Start of Text extract
Free-threaded Python

Free-threading is an experimental new Python feature that replaces the Global Interpreter Lock (GIL) with a fine-grained locking scheme to better leverage multi-core parallelism. The resulting benefits do not come for free: extensions must explicitly opt-in and generally require careful modifications to ensure correctness.

Nanobind can target free-threaded Python since version 2.2.0. This page explains how to do so and discusses a few caveats. Besides this page, make sure to review py-free-threading.github.io for a more comprehensive discussion of free-threaded Python. PEP 703 explains the nitty gritty details.

Opting in

To opt into free-threaded Python, pass the FREE_THREADED parameter to the nanobind_add_module() CMake target command. For other build systems, refer to their respective documentation pages.

nanobind_add_module(
  my_ext                   # Target name
  FREE_THREADED            # Opt into free-threading
  my_ext.h                 # Source code files below
  my_ext.cpp)

nanobind ignores the FREE_THREADED parameter when the registered Python version does not support free-threading.

Note

Stable ABI: Note that there currently is no stable ABI for free-threaded Python, hence the STABLE_ABI parameter will be ignored in free-threaded extensions builds. It is valid to combine the STABLE_ABI and FREE_THREADED arguments: the build system will choose between the two depending on the detected Python version.

Warning

Loading an Python extension that does not support free-threading disables free-threading globally. In larger binding projects with multiple extensions, all of them must be adapted.
End of Text extract
Exercise requirements: From the free-threaded Python text, extract everything from "nanobind ignores the" down to "detected Python version.", copied exactly.
Start of Raw records
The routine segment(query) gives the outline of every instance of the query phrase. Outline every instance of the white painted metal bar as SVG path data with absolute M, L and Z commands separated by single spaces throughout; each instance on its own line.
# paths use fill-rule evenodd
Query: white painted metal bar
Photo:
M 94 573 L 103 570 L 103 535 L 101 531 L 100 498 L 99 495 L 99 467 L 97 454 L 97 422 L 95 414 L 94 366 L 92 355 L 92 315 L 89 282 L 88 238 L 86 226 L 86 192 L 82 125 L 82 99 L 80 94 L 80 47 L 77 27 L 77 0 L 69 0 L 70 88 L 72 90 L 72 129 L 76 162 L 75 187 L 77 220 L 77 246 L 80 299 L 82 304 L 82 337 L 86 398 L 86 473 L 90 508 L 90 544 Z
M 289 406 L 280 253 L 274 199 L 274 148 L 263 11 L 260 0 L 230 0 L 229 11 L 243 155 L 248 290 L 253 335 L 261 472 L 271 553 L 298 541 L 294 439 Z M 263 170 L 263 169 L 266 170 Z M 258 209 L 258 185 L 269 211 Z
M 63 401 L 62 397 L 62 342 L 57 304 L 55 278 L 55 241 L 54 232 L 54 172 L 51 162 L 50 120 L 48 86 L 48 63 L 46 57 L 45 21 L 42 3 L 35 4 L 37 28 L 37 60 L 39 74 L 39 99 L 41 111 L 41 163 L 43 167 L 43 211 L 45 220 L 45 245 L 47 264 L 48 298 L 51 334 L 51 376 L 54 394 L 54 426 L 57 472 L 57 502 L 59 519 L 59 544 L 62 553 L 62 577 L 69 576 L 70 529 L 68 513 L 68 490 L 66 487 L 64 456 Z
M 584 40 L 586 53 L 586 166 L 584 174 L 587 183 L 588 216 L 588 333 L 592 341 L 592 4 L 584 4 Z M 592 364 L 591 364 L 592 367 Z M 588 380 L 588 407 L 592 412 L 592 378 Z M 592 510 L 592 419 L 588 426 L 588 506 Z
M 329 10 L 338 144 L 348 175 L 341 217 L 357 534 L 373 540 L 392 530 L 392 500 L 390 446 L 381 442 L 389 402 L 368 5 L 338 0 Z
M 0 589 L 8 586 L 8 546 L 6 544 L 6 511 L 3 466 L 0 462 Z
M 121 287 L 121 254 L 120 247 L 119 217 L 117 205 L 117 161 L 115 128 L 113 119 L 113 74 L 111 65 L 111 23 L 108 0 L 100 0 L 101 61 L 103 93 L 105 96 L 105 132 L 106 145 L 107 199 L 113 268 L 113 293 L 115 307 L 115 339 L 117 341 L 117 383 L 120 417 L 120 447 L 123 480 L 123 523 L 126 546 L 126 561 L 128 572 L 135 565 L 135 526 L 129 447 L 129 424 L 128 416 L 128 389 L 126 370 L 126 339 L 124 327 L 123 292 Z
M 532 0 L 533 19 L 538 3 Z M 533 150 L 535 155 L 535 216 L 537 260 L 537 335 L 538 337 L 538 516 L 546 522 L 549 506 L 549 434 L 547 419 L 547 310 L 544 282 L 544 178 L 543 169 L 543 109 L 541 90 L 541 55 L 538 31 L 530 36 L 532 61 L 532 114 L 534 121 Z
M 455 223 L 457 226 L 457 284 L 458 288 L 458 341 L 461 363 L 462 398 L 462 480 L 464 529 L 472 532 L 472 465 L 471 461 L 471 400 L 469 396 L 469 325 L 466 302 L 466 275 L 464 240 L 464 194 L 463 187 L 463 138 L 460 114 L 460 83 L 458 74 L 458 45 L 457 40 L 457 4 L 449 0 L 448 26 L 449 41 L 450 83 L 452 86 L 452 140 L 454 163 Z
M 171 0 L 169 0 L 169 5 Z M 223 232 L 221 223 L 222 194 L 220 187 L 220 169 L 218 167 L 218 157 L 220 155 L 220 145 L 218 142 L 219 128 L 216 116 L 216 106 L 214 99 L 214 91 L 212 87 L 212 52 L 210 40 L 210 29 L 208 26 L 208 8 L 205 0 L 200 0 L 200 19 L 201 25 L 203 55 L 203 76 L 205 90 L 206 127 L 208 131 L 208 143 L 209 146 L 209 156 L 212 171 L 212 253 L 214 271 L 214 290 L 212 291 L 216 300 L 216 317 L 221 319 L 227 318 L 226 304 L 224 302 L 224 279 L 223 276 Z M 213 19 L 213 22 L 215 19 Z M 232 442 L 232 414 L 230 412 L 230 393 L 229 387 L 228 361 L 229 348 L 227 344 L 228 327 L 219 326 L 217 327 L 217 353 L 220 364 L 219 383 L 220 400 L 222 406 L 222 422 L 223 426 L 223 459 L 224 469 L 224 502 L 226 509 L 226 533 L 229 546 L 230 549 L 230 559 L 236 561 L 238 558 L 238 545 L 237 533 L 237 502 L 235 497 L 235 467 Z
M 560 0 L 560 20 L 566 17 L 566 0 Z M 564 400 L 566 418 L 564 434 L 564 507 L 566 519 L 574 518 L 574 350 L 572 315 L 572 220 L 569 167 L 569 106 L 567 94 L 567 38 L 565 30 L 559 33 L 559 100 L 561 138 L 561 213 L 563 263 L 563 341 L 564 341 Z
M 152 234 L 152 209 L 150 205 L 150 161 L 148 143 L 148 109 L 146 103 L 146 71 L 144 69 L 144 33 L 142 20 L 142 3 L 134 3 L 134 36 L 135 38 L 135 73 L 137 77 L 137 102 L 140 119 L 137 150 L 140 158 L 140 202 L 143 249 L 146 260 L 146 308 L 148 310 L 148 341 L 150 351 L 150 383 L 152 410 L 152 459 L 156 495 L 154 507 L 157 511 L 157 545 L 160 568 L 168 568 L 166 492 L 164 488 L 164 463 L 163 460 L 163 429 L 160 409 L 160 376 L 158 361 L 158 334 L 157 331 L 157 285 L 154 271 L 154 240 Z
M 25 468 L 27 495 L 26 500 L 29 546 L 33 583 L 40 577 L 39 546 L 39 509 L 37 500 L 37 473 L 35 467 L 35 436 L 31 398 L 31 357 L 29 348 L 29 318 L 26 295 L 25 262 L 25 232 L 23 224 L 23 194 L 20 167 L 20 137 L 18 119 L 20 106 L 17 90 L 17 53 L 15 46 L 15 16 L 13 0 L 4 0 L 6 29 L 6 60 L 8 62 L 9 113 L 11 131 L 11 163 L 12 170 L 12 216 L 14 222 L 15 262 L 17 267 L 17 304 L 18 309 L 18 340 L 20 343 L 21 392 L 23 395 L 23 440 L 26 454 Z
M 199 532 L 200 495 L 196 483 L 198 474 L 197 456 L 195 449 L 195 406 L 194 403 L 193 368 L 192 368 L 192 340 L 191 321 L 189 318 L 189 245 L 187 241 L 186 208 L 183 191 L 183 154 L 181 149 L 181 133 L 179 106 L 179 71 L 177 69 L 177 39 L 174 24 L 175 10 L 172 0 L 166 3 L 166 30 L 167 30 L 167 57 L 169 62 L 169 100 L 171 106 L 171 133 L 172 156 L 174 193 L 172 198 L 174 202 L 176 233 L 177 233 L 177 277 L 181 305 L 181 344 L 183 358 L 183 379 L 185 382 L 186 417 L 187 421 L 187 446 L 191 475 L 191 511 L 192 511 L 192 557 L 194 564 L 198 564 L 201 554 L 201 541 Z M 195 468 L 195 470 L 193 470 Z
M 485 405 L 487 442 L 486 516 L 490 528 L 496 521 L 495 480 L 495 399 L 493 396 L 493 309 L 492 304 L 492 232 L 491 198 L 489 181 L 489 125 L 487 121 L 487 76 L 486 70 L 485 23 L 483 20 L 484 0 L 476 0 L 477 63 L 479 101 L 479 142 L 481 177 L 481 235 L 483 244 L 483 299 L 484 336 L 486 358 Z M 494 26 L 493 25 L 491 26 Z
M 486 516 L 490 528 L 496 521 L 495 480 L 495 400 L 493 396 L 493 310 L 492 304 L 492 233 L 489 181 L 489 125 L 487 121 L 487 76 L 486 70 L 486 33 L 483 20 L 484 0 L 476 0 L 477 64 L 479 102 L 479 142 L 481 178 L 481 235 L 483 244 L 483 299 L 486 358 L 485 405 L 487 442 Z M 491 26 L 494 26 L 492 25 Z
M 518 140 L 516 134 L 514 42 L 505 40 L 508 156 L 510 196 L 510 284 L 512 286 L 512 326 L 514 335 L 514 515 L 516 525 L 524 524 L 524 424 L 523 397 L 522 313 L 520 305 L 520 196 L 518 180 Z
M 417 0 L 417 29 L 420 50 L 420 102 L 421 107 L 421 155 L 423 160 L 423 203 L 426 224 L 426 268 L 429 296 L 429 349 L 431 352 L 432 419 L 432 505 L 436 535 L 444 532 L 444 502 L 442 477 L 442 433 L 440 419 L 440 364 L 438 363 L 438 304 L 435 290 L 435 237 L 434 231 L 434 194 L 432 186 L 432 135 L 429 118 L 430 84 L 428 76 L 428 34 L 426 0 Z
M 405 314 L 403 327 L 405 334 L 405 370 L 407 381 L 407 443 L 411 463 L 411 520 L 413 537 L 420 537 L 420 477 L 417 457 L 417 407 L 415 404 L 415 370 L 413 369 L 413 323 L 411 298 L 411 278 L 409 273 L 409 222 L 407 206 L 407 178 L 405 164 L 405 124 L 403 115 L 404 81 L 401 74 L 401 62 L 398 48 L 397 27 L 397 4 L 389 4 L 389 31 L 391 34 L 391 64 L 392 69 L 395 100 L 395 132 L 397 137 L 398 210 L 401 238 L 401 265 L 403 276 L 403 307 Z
End of Raw records
Solution for this problem:
nanobind ignores the FREE_THREADED parameter when the registered Python version does not support free-threading.

Note

Stable ABI: Note that there currently is no stable ABI for free-threaded Python, hence the STABLE_ABI parameter will be ignored in free-threaded extensions builds. It is valid to combine the STABLE_ABI and FREE_THREADED arguments: the build system will choose between the two depending on the detected Python version.